## Start Input rows
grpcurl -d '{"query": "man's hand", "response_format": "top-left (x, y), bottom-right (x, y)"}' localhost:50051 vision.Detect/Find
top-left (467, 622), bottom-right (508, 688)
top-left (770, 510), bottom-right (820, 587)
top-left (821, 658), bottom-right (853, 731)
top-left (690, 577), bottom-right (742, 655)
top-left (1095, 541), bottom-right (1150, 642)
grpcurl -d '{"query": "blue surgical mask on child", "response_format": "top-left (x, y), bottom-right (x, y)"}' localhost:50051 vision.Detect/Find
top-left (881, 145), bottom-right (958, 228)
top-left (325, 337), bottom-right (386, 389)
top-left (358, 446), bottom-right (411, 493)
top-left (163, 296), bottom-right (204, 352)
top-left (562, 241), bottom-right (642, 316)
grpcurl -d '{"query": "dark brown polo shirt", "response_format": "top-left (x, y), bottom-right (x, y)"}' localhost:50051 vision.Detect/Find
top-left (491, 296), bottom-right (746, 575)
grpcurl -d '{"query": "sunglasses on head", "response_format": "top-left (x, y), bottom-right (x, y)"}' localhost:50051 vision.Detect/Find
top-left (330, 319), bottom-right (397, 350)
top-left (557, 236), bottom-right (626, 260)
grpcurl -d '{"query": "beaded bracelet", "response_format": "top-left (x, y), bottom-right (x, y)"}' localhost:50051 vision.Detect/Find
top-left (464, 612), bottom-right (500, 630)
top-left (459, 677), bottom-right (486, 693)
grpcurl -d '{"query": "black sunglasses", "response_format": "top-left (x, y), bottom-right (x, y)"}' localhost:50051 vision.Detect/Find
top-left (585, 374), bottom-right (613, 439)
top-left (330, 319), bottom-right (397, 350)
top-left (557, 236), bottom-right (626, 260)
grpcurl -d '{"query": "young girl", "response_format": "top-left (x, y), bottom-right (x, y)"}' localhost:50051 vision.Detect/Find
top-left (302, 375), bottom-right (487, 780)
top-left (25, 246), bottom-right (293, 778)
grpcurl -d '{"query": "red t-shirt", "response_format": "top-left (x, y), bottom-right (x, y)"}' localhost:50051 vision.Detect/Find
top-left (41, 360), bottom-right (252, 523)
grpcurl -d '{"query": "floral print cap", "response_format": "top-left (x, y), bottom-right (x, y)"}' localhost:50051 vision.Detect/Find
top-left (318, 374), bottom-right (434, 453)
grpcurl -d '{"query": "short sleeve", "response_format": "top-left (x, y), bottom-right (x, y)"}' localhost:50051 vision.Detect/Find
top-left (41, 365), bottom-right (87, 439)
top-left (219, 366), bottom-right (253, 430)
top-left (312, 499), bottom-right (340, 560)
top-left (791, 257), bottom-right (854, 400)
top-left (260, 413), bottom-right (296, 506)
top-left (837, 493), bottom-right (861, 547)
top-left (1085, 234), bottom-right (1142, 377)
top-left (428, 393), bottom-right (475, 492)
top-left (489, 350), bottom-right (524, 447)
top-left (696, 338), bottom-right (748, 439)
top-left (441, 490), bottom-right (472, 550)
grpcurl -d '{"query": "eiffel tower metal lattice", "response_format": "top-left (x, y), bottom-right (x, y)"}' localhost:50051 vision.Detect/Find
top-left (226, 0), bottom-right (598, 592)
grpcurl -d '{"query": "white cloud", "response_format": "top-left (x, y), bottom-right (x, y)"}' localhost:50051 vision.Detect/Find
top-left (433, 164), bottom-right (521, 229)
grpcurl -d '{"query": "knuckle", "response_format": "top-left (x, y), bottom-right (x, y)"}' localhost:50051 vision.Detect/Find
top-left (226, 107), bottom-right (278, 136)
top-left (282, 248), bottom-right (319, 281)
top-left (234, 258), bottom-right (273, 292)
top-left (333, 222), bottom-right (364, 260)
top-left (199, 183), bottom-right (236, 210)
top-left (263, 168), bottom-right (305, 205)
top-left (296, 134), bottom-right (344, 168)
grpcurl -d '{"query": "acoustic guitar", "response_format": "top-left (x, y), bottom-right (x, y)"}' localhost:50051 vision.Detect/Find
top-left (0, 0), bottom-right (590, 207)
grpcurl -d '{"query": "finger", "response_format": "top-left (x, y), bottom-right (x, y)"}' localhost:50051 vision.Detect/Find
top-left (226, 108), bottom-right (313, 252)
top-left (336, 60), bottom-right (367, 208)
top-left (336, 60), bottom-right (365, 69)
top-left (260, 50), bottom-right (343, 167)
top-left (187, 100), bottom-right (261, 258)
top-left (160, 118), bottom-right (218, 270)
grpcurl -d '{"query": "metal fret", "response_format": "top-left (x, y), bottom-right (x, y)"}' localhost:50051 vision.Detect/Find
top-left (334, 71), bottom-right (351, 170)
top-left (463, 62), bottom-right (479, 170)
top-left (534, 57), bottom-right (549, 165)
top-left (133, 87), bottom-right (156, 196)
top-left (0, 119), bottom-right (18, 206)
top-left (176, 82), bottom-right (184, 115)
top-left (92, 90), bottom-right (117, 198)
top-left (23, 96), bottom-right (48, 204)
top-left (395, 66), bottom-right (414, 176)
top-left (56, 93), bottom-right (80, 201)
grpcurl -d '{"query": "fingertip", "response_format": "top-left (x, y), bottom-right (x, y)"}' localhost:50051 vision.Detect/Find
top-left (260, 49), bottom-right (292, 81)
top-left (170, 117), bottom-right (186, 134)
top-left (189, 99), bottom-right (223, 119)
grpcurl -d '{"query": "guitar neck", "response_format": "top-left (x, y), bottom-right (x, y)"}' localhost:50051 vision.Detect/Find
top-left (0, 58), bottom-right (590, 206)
## End Input rows
▶ What to do
Print the lines above verbatim.

▶ Full answer
grpcurl -d '{"query": "man's hand", "response_format": "top-left (x, y), bottom-right (x, y)"}' localhost:50051 vision.Detect/Find
top-left (467, 622), bottom-right (508, 688)
top-left (770, 510), bottom-right (820, 587)
top-left (821, 658), bottom-right (853, 731)
top-left (690, 577), bottom-right (742, 655)
top-left (1095, 541), bottom-right (1150, 642)
grpcurl -d '{"query": "blue surgical mask on child", "response_format": "top-left (x, y), bottom-right (x, y)"}' localhost:50051 vision.Detect/Find
top-left (881, 145), bottom-right (958, 228)
top-left (325, 337), bottom-right (386, 389)
top-left (358, 446), bottom-right (411, 493)
top-left (163, 296), bottom-right (204, 352)
top-left (562, 241), bottom-right (642, 316)
grpcurl -d '{"query": "dark brown polo shirt", "response_format": "top-left (x, y), bottom-right (x, y)"}' localhost:50051 vision.Detect/Find
top-left (491, 296), bottom-right (746, 575)
grpcurl -d '{"query": "sunglasses on head", "response_format": "top-left (x, y), bottom-right (x, y)"}' localhost:50051 vision.Detect/Find
top-left (330, 319), bottom-right (397, 350)
top-left (557, 236), bottom-right (626, 260)
grpcurl -d '{"query": "beaded bracelet", "response_format": "top-left (x, y), bottom-right (x, y)"}' localhost:50051 vision.Detect/Find
top-left (464, 612), bottom-right (500, 630)
top-left (459, 677), bottom-right (486, 693)
grpcurl -d '{"query": "black sunglasses", "response_format": "top-left (x, y), bottom-right (x, y)"}' localhost:50051 vision.Detect/Find
top-left (585, 374), bottom-right (613, 439)
top-left (330, 319), bottom-right (397, 350)
top-left (557, 236), bottom-right (626, 260)
grpcurl -d '{"query": "young girl", "response_format": "top-left (x, y), bottom-right (x, y)"}' localhost:50051 vision.Detect/Find
top-left (302, 375), bottom-right (487, 780)
top-left (25, 246), bottom-right (293, 778)
grpcurl -d '{"query": "red t-shirt", "response_format": "top-left (x, y), bottom-right (x, y)"}' localhost:50051 vision.Detect/Find
top-left (41, 360), bottom-right (252, 523)
grpcurl -d '{"query": "floral print cap", "response_format": "top-left (x, y), bottom-right (x, y)"}' localhost:50051 vision.Detect/Find
top-left (318, 374), bottom-right (434, 453)
grpcurl -d '{"query": "short sleeve", "response_format": "top-left (x, y), bottom-right (x, y)"}' localhost:50051 vision.Detect/Find
top-left (41, 365), bottom-right (87, 439)
top-left (219, 366), bottom-right (253, 430)
top-left (312, 499), bottom-right (340, 560)
top-left (791, 257), bottom-right (854, 400)
top-left (260, 413), bottom-right (296, 506)
top-left (837, 493), bottom-right (861, 547)
top-left (1085, 234), bottom-right (1142, 377)
top-left (428, 393), bottom-right (475, 492)
top-left (489, 350), bottom-right (524, 447)
top-left (696, 338), bottom-right (748, 439)
top-left (441, 490), bottom-right (472, 550)
grpcurl -d '{"query": "eiffel tower metal lattice", "response_format": "top-left (x, y), bottom-right (x, y)"}' localhost:50051 vision.Detect/Find
top-left (226, 0), bottom-right (598, 592)
grpcurl -d '{"query": "white cloud", "response_format": "top-left (x, y), bottom-right (x, y)"}' localhost:50051 vision.Detect/Find
top-left (433, 164), bottom-right (521, 229)
grpcurl -d '{"query": "knuckle", "response_format": "top-left (x, y), bottom-right (x, y)"}' localhost:50051 vision.Detect/Find
top-left (226, 107), bottom-right (278, 136)
top-left (282, 248), bottom-right (319, 281)
top-left (234, 258), bottom-right (273, 292)
top-left (333, 222), bottom-right (364, 260)
top-left (199, 183), bottom-right (236, 210)
top-left (263, 168), bottom-right (305, 205)
top-left (296, 134), bottom-right (344, 168)
grpcurl -d '{"query": "acoustic guitar", "response_format": "top-left (x, y), bottom-right (x, y)"}' localhost:50051 vision.Detect/Find
top-left (0, 0), bottom-right (590, 207)
grpcurl -d '{"query": "finger", "response_format": "top-left (x, y), bottom-right (x, y)"}' localhost:50051 vision.Detect/Find
top-left (226, 108), bottom-right (313, 252)
top-left (336, 60), bottom-right (367, 208)
top-left (336, 60), bottom-right (365, 69)
top-left (260, 50), bottom-right (343, 167)
top-left (187, 100), bottom-right (261, 258)
top-left (160, 118), bottom-right (218, 270)
grpcurl -d '{"query": "metal fret", "response_format": "top-left (x, y), bottom-right (x, y)"}' localhost:50051 vision.Detect/Find
top-left (334, 71), bottom-right (351, 170)
top-left (463, 62), bottom-right (479, 170)
top-left (534, 57), bottom-right (549, 165)
top-left (133, 87), bottom-right (156, 196)
top-left (0, 119), bottom-right (18, 206)
top-left (176, 82), bottom-right (184, 115)
top-left (92, 90), bottom-right (117, 198)
top-left (23, 96), bottom-right (48, 204)
top-left (395, 66), bottom-right (414, 176)
top-left (56, 93), bottom-right (80, 201)
grpcurl -d '{"query": "fingertip", "response_format": "top-left (x, y), bottom-right (x, y)"}' localhost:50051 vision.Detect/Find
top-left (260, 49), bottom-right (292, 81)
top-left (170, 117), bottom-right (186, 134)
top-left (189, 99), bottom-right (223, 119)
grpcurl -d '{"query": "guitar neck", "response_format": "top-left (x, y), bottom-right (x, y)"}' localhost:50051 vision.Detect/Find
top-left (0, 58), bottom-right (590, 206)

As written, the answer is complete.